> Текст для чтения:
==================================================

На совещании решили избрать новое руководство, и никто не возражал против того, чтобы заменить Директорию одним человеком. Гражданская и военная власть теперь сосредоточивались в руках верховного правителя. После обсуждения все присутствовавшие единогласно проголосовали за адмирала Колчака, который согласился занять этот пост. В качестве верховного правителя он подписал следующее воззвание:

«18 ноября 1918 года Всероссийское Временное правительство распалось. Совет Министров принял всю полноту власти и передал ее мне, адмиралу русского флота Александру Колчаку. Приняв крест этой власти в исключительно трудных условиях гражданской войны и полного расстройства государственной жизни, объявляю: я не пойду ни по пути реакции, ни по гибельному пути партийности. Главной своей целью ставлю создание боеспособной армии, победу над большевиками и установление законности и правопорядка, дабы народ мог беспрепятственно избрать себе образ правления, который он пожелает, и осуществить великие идеи свободы, ныне провозглашенные по всему миру. Призываю всех граждан к единению и борьбе с большевизмом, труду и жертвам»{206}.

Чтобы разобраться в политической ситуации, которая привела к омскому путчу, и в том, каким образом Колчак оказался в роли политического диктатора, лучше остановиться на нескольких ключевых событиях того года. Отступив на западе России зимой 1917–1918 гг., большевики смогли закрепиться во многих крупных городах южной и восточной части страны. Партия Ленина воспользовалась отсутствием в Петрограде сколько-нибудь сильной партии-соперника и действовала через созданную в 1917-м революционную сеть Советов рабочих и солдатских депутатов. По железным дорогам были отправлены отряды рабочих и солдат, которые должны были подавлять сопротивление на местах. Омский совет, в котором доминировали большевики, начал свою работу 30 ноября 1917 г.

==================================================

> Данные разметки расположения объектов:
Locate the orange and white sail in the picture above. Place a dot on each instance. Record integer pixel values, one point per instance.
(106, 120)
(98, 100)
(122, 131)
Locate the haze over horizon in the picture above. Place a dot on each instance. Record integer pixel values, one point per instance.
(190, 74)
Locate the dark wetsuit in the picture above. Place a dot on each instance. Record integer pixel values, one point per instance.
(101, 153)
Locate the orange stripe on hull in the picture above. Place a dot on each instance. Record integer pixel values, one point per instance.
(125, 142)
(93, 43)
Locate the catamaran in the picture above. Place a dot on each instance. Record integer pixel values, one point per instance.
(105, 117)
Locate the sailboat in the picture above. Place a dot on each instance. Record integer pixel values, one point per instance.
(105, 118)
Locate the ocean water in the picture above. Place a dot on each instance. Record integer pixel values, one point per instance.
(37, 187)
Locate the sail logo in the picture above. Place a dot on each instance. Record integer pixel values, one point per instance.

==================================================

> Задание: Перечислите все цели, которые Колчак в своём воззвании, приведённом в отрывке о Колчаке, называет главными.

> Итоговый ответ: Создание боеспособной армии, победа над большевиками, установление законности и правопорядка.